Task description> Extract, exactly as written, all lines of the material below from the line that includes "Can you find the white railing?" through its last line.

Dataset rows>
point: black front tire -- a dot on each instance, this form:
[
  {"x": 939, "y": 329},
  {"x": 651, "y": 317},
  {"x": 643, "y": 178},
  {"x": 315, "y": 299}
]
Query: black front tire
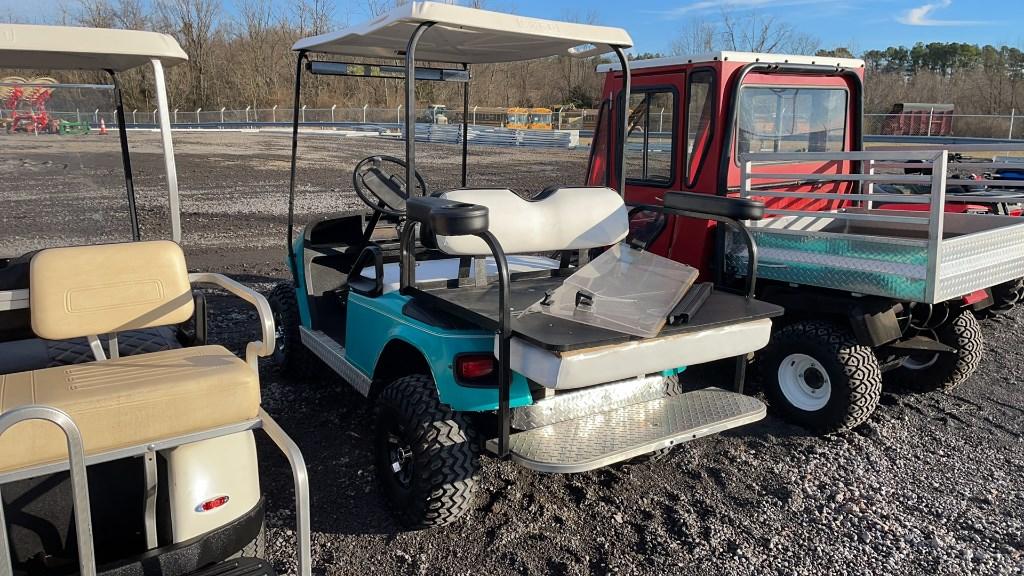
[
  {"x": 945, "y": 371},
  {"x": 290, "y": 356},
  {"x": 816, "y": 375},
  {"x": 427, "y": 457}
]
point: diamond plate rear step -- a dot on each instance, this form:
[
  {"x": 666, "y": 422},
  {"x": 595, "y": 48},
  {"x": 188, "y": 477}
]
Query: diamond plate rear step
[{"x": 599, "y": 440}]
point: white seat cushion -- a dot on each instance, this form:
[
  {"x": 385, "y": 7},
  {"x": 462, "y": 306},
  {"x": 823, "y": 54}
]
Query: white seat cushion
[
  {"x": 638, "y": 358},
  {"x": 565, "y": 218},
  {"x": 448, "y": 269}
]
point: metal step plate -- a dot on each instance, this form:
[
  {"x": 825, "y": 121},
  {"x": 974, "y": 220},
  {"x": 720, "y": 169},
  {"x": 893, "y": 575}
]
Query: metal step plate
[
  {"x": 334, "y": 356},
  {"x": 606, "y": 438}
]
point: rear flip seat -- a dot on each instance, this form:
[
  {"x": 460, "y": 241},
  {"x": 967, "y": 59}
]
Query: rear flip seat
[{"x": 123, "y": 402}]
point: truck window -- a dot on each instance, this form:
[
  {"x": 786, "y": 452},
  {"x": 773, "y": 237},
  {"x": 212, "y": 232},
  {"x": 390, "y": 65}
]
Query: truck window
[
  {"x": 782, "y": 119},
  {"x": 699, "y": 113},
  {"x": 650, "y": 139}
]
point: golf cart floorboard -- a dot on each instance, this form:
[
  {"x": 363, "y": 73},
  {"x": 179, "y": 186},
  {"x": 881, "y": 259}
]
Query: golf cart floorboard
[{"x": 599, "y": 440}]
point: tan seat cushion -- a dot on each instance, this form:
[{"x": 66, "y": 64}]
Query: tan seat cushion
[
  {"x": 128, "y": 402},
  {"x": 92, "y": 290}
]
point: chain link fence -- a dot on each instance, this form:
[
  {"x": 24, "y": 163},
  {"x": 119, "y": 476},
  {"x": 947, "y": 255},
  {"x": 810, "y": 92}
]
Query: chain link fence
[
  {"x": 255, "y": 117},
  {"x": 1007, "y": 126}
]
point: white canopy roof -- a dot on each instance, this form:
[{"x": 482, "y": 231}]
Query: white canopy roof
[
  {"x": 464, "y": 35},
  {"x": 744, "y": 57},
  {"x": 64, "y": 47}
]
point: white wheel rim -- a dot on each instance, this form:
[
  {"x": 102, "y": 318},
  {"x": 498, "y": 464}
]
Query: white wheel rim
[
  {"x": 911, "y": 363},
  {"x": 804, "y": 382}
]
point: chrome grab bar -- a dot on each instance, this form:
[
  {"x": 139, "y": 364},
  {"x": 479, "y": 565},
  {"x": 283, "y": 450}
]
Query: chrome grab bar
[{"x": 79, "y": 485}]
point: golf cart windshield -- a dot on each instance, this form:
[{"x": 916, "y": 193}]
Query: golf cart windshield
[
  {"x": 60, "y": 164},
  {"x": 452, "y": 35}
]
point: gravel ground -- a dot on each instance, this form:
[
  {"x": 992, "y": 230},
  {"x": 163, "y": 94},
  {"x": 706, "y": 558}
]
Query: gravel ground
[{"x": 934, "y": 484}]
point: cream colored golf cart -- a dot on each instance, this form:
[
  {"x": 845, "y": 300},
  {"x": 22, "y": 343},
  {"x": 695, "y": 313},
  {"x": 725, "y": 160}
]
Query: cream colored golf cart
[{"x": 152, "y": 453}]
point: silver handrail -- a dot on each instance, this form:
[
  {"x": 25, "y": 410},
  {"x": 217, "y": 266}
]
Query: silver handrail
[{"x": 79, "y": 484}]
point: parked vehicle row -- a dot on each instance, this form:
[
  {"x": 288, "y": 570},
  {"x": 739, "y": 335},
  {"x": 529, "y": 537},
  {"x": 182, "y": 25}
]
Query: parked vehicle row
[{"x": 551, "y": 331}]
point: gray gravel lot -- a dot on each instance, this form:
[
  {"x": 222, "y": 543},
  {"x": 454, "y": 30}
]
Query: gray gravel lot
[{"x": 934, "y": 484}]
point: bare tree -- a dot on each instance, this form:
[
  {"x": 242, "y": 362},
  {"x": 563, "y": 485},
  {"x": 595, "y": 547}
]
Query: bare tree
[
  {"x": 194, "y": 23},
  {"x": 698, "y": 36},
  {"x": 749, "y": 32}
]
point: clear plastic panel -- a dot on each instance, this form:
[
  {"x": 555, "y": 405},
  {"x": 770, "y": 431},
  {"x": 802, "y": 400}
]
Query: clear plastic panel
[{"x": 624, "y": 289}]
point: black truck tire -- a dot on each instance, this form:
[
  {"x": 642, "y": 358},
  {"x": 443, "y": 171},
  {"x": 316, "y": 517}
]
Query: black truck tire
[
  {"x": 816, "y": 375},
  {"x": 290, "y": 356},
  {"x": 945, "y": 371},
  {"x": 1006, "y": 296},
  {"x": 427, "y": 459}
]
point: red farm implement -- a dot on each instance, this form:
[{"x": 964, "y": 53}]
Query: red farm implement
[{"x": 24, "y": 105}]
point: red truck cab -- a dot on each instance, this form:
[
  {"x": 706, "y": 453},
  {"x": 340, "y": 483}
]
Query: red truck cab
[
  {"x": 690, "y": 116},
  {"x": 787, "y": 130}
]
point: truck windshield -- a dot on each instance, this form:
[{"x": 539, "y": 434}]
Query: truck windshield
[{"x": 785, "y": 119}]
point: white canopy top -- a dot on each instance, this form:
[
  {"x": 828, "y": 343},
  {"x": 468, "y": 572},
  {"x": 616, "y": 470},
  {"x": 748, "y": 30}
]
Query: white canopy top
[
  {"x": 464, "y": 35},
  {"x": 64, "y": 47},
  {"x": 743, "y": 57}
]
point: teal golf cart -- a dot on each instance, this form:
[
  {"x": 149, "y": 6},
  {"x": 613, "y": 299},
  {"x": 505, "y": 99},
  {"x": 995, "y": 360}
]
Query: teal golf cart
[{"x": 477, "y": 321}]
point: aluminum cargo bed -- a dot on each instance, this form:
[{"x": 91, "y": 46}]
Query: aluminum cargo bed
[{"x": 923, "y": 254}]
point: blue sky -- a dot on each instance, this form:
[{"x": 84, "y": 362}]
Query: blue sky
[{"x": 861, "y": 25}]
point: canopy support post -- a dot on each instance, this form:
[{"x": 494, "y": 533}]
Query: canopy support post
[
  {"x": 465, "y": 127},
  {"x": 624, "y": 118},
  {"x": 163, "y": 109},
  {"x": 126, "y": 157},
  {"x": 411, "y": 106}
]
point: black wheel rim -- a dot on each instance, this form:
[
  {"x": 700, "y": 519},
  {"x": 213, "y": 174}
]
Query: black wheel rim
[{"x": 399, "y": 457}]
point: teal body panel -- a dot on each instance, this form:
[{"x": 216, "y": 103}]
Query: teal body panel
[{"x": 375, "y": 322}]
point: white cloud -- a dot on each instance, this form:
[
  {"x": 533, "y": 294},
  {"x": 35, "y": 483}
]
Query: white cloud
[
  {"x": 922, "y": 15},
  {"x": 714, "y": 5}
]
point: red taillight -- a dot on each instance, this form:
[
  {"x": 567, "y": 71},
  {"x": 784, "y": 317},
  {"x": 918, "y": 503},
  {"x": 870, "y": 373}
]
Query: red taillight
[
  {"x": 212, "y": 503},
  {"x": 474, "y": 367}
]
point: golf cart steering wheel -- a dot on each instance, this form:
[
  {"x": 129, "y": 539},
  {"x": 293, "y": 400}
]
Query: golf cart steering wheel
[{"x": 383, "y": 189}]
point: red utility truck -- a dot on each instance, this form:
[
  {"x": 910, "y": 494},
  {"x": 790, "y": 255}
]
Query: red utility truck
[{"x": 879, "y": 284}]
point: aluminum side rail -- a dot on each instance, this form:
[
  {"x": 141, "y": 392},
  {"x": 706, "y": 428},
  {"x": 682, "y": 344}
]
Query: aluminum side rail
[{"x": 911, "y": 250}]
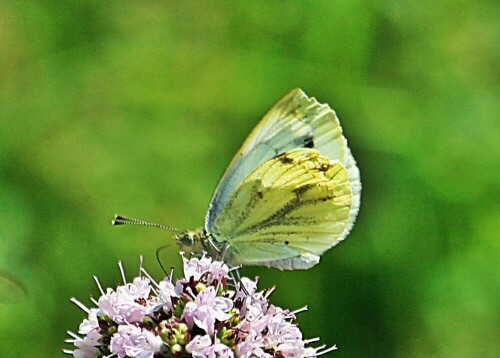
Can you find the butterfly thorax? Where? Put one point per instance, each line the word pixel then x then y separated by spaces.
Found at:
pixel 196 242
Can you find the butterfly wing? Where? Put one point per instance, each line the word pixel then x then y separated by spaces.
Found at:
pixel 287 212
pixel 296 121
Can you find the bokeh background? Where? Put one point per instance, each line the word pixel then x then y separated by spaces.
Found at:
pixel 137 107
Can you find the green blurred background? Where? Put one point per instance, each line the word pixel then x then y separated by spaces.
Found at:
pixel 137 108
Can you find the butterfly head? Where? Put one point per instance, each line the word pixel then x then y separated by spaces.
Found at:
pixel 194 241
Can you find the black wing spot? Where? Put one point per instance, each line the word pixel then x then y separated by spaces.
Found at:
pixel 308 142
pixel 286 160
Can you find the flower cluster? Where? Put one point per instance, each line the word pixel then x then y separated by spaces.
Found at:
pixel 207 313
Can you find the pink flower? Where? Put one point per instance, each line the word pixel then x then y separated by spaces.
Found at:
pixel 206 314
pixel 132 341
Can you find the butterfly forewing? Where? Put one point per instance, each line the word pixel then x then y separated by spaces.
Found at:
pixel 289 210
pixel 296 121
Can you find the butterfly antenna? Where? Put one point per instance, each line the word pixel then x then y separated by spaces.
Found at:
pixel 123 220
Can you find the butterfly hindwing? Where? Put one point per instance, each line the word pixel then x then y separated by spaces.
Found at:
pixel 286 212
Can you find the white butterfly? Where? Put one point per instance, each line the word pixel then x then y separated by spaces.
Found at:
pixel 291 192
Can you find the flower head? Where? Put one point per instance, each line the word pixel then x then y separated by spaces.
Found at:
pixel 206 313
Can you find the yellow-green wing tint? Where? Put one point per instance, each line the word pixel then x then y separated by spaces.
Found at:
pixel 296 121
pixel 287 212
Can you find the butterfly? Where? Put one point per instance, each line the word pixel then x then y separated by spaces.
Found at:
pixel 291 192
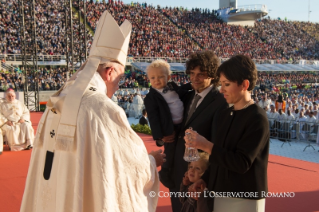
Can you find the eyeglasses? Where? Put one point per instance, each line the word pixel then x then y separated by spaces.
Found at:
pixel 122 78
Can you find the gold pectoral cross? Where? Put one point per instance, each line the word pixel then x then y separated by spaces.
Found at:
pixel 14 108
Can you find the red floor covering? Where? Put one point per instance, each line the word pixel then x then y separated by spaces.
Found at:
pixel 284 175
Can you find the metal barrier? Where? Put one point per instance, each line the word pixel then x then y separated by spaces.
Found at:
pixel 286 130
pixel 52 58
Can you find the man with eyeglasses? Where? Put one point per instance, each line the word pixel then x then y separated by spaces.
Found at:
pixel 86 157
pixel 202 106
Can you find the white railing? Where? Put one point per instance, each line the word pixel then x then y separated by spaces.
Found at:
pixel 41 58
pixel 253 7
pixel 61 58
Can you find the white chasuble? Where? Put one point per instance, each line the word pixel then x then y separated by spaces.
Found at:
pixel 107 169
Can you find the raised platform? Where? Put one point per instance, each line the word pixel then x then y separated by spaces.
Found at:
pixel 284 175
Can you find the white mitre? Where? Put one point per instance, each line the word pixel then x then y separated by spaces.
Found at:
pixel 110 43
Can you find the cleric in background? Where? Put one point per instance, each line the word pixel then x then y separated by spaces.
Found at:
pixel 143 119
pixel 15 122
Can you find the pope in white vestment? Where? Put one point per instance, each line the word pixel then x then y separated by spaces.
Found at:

Answer to the task>
Can you find the white railing? Where? Put one point per instance, each line the word pixel then x then y separated by spaces.
Found at:
pixel 41 58
pixel 253 7
pixel 61 58
Can you find the white chasuble? Where? Put one point per instance, each line the word pixel then x then y separated by spaces.
Found at:
pixel 107 169
Can you find the raised platform? Where? Put one point per instance, each line the word pixel then x then y separated by spaces.
Found at:
pixel 284 175
Can you find the white mitre? Where? Put one point per instance, each line the word pixel then x then y separated by spaces.
Found at:
pixel 110 43
Can you find the cleric in background? Where? Put one point per instance, each line the word pixel then x then y separated by spaces.
Found at:
pixel 143 119
pixel 15 122
Can you find the pope in white vestment? Where? Put one point per instance, each line the word pixel then x then y separated by spaces.
Found at:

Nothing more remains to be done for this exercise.